(Veri kümesi kayıtları)
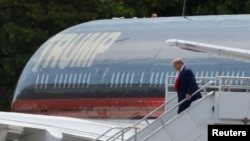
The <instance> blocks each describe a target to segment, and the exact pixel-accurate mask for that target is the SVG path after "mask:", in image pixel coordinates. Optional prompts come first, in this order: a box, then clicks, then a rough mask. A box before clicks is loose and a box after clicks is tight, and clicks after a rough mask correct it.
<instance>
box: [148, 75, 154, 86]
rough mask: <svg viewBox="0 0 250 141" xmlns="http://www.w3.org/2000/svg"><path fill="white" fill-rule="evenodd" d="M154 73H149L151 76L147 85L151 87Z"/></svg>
mask: <svg viewBox="0 0 250 141" xmlns="http://www.w3.org/2000/svg"><path fill="white" fill-rule="evenodd" d="M154 75H155V73H154V72H152V73H151V76H150V81H149V87H151V86H152V84H153V78H154Z"/></svg>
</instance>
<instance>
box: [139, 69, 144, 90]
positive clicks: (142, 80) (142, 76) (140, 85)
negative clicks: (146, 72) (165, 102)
mask: <svg viewBox="0 0 250 141" xmlns="http://www.w3.org/2000/svg"><path fill="white" fill-rule="evenodd" d="M143 77H144V72H142V73H141V78H140V87H141V86H142V83H143Z"/></svg>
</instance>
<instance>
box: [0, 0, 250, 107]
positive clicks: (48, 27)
mask: <svg viewBox="0 0 250 141" xmlns="http://www.w3.org/2000/svg"><path fill="white" fill-rule="evenodd" d="M183 2H184V0H136V1H135V0H63V1H62V0H49V1H47V0H36V1H34V0H0V8H1V12H0V19H1V20H0V26H1V32H0V77H1V80H0V98H1V99H0V105H1V106H0V110H9V106H10V102H11V98H12V94H13V92H14V89H15V84H16V82H17V80H18V78H19V75H20V74H21V71H22V69H23V68H24V66H25V64H26V63H27V61H28V60H29V58H30V57H31V56H32V54H33V53H34V52H35V51H36V50H37V48H38V47H39V46H40V45H41V44H42V43H43V42H45V40H47V39H48V38H49V37H51V36H52V35H54V34H56V33H58V32H59V31H61V30H63V29H65V28H67V27H69V26H73V25H76V24H79V23H82V22H87V21H91V20H97V19H107V18H112V17H125V18H131V17H139V18H140V17H150V16H151V14H152V13H157V14H158V16H162V17H163V16H181V14H182V8H183ZM239 13H250V0H244V1H243V0H218V1H217V0H186V15H187V16H188V15H210V14H239Z"/></svg>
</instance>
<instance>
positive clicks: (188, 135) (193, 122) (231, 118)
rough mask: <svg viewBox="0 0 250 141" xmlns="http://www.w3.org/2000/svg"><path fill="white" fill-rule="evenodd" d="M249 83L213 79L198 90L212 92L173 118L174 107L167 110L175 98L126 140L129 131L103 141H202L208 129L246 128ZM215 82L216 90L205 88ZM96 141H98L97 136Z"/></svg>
mask: <svg viewBox="0 0 250 141" xmlns="http://www.w3.org/2000/svg"><path fill="white" fill-rule="evenodd" d="M228 79H231V80H230V81H229V80H228ZM238 79H241V80H238ZM234 80H237V81H241V82H243V83H241V84H240V85H232V83H231V82H233V81H234ZM249 80H250V78H245V77H244V78H243V77H239V78H236V77H234V78H232V77H217V78H215V80H213V81H209V82H208V83H207V84H205V85H204V86H202V87H201V88H200V89H209V88H210V89H215V90H216V91H211V92H209V93H205V94H204V96H203V98H201V99H200V100H198V101H195V102H193V103H192V105H191V106H190V107H189V108H188V109H187V110H185V111H184V112H182V113H180V114H178V115H177V114H176V113H177V107H178V104H176V105H174V106H169V105H173V104H171V103H176V101H177V100H176V96H172V98H171V99H169V100H168V102H167V103H165V105H166V108H167V109H166V110H167V111H166V112H165V113H164V114H163V115H161V116H160V117H159V118H157V119H155V120H154V121H153V122H148V120H147V117H149V116H150V115H151V114H153V113H154V112H156V111H157V110H159V109H160V108H162V107H164V106H165V105H162V106H160V107H159V108H157V109H155V110H154V111H152V112H151V113H150V114H149V115H148V116H146V117H145V118H143V119H142V120H140V121H139V122H137V123H136V124H134V125H133V126H131V127H129V129H135V128H137V127H138V125H140V124H141V123H142V122H145V123H147V126H145V127H143V128H140V127H138V130H137V132H135V134H134V135H132V136H130V137H128V136H127V135H126V132H125V131H129V130H121V131H120V132H117V133H116V134H115V135H113V136H111V137H109V138H108V139H106V141H125V140H126V141H162V140H166V141H183V140H185V141H206V140H207V139H208V130H207V129H208V125H214V124H248V123H249V122H250V120H249V119H250V106H249V105H250V93H249V89H250V87H249V86H250V85H249V84H250V83H249ZM216 81H219V87H218V86H217V87H214V86H213V85H212V86H209V85H210V84H212V83H216ZM228 82H230V83H228ZM205 91H206V90H205ZM166 92H168V91H166ZM169 94H170V93H169ZM169 94H168V95H169ZM173 101H174V102H173ZM182 102H183V101H182ZM169 107H170V108H169ZM124 129H125V128H124ZM126 129H128V127H126ZM104 134H105V133H104ZM104 134H103V135H104ZM98 139H99V140H102V138H101V136H100V137H98Z"/></svg>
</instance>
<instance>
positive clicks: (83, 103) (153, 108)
mask: <svg viewBox="0 0 250 141" xmlns="http://www.w3.org/2000/svg"><path fill="white" fill-rule="evenodd" d="M164 101H165V99H164V98H101V99H98V98H85V99H80V98H79V99H72V98H70V99H41V100H40V99H39V100H34V99H33V100H17V101H14V102H13V104H12V111H15V112H23V113H33V114H46V115H58V116H68V117H78V118H141V117H143V116H145V115H146V114H148V113H149V112H151V111H152V110H153V109H155V108H157V107H158V106H160V105H161V104H163V103H164ZM163 111H164V109H162V110H161V111H159V112H157V113H155V114H154V115H153V117H158V116H159V115H160V114H162V112H163ZM153 117H152V118H153Z"/></svg>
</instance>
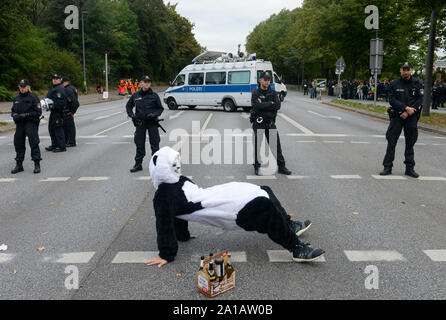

İstenen =
Lütfen kayıtlarda "positive" kelimesini içeren satırları sayın ve yalnızca bu sayıyı yazın.

Yanıt =
4